* [RECORDED DATA]:
....

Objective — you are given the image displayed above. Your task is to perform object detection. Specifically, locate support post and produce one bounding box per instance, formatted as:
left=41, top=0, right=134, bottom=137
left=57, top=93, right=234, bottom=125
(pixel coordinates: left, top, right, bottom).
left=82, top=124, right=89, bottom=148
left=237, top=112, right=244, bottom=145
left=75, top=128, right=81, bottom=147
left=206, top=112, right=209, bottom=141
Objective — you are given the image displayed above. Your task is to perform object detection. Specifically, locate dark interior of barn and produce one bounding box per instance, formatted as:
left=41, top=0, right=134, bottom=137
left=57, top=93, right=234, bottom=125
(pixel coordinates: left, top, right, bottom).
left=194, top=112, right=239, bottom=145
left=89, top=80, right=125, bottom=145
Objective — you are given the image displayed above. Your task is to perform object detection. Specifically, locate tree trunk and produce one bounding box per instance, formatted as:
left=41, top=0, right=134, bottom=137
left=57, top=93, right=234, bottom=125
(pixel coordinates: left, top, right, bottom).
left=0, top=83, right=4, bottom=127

....

* [DIRECTIONS FOR THIS TASK]: Please extract and repeat, unchanged, the lines from the start of the lines above through the line that contains "left=237, top=112, right=244, bottom=145", with both ends included.

* [RESPONSE FOR THIS EXERCISE]:
Objective — you are given the image displayed above. Your task is to perform object detection. Specifically, locate support post and produce one bounding box per instance, formatted as:
left=41, top=0, right=134, bottom=137
left=57, top=93, right=234, bottom=125
(pixel coordinates: left, top, right, bottom).
left=82, top=124, right=89, bottom=148
left=237, top=112, right=244, bottom=145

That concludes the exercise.